> [WRITTEN PROBLEM]
Render every line of the records below as a JSON list of strings, with one string per line and blank lines omitted.

Point annotation records:
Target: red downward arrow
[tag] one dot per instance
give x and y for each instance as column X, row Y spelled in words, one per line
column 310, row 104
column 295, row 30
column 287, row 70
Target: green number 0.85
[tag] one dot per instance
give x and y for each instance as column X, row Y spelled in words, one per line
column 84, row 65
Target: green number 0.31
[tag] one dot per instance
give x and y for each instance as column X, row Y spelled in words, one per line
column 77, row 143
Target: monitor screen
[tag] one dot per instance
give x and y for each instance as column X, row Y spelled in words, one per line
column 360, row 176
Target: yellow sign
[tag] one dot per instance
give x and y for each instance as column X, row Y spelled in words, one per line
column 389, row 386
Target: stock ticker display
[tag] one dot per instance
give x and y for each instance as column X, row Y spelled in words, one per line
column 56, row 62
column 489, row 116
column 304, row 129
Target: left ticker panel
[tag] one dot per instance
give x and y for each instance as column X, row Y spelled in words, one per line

> [SOLUTION BELOW]
[
  "Target: red downward arrow",
  "[tag] one dot per instance",
  "give x and y for each instance as column X, row Y spelled in words, one per line",
  "column 310, row 104",
  "column 295, row 30",
  "column 287, row 70",
  "Target: green number 0.85",
  "[tag] one dot per instance",
  "give x and y for each instance as column X, row Y spelled in words, one per line",
  "column 84, row 65",
  "Target: green number 0.31",
  "[tag] one dot per instance",
  "give x and y for each instance as column X, row Y spelled in words, one per line",
  "column 77, row 143",
  "Target: monitor screen",
  "[tag] one dot per instance",
  "give x and y for each instance as column X, row Y spelled in words, one per line",
  "column 360, row 176",
  "Target: yellow sign",
  "[tag] one dot per instance",
  "give x and y for each instance as column X, row Y spelled in words, one per line",
  "column 389, row 386",
  "Target: stock ticker display",
  "[tag] one dot per instance",
  "give x and y for each instance as column X, row Y spelled in words, one per line",
  "column 56, row 62",
  "column 489, row 116",
  "column 304, row 129",
  "Target: left ticker panel",
  "[tag] one dot per instance",
  "give x and y for each instance as column X, row Y spelled in words, one per line"
]